◆ What to work on:
[a] Name every compound or family of compounds mentioned in the text on benfotiamine.
[b] According to the text on benfotiamine, how did the rise in blood thiamine levels produced by benfotiamine compare with that produced by thiamin mononitrate in the double-blind, cross-over trial?
[c] Return the portion of the text on benfotiamine between "In a double-blind, cross-over" and "(red blood cells).", inclusive.

◆ Excerpt:
+ + + + +

Benfotiamine (S-benzyolthiamine-O-monophosphate) is a synthetic derivative of thiamin, belonging to the family of compounds known as “allithiamines.”
Benfotiamine is fat-soluble and thus more bioavailable and physiologically active than thiamin.
Characteristic of the allithiamines is an open thiazole ring within the chemical structure of these thiamine related compounds, making them fat (lipid) soluble.
In contrast, thiamine, which is water soluble, has a closed thiazole ring.
The lipid solubility of benfotiamine, conferred by this open ring, increases its bioavailablity.
Benfotiamine is readily absorbed at higher doses, in contrast to absorption of water soluble thiamin salts, which decreases at higher doses, due to saturation of absorption sites in the intestines.
In a double-blind, cross-over trial, comparing bioavailability of benfotiamine to that of thiamine in 12 subjects, benfotiamine caused an average 5-fold greater increase in blood thiamine levels than thiamin mononitrate, with a concomitant greater thiamine concentration in erythrocytes (red blood cells).
Benfotiamine readily passes through intestinal mucosal cells, where it is converted into physiologically active thiamine.
Benfotiamine inceases blood levels of thiamine pyrophosphate (TPP), the primary thiamin co-enzyme.

+ + + + +

◆ Source information:
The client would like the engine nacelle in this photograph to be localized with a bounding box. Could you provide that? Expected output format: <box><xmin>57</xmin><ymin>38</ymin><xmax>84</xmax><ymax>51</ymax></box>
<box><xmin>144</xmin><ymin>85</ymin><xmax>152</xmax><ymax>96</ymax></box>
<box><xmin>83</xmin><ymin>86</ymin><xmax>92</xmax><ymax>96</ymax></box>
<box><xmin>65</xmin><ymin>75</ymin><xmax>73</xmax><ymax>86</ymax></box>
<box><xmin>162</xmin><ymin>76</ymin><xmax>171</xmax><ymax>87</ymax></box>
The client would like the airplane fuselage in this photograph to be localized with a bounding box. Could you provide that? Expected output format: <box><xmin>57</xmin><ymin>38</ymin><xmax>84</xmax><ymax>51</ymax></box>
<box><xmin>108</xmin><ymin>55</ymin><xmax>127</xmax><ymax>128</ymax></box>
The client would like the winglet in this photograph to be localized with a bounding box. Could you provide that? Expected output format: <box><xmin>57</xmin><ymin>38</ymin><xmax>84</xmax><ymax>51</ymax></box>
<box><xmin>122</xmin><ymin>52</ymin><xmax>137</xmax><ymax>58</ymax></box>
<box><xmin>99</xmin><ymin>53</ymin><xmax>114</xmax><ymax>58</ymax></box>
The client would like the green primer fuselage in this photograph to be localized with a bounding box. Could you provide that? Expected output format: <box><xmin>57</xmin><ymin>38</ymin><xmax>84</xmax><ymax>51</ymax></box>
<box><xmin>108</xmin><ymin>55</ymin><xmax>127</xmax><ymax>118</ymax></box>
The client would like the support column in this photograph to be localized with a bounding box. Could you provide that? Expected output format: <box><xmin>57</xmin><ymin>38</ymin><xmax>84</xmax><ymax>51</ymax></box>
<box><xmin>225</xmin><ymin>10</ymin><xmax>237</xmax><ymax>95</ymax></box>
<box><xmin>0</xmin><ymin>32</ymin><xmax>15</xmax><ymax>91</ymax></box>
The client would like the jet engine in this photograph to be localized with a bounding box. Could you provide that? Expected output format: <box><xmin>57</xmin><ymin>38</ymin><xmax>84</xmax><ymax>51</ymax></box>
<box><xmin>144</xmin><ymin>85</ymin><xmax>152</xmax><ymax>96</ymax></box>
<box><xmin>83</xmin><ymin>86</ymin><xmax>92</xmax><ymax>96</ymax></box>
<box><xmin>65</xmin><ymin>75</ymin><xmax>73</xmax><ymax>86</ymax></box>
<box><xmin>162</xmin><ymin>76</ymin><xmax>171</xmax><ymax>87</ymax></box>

+ + + + +

◆ Results:
[a]
- Benfotiamine (S-benzyolthiamine-O-monophosphate)
- Thiamin (thiamine)
- Allithiamines
- Water-soluble thiamin salts
- Thiamin mononitrate
- Thiamine pyrophosphate (TPP)

[b] Benfotiamine caused an average 5-fold greater increase in blood thiamine levels than thiamin mononitrate.

[c]
In a double-blind, cross-over trial, comparing bioavailability of benfotiamine to that of thiamine in 12 subjects, benfotiamine caused an average 5-fold greater increase in blood thiamine levels than thiamin mononitrate, with a concomitant greater thiamine concentration in erythrocytes (red blood cells).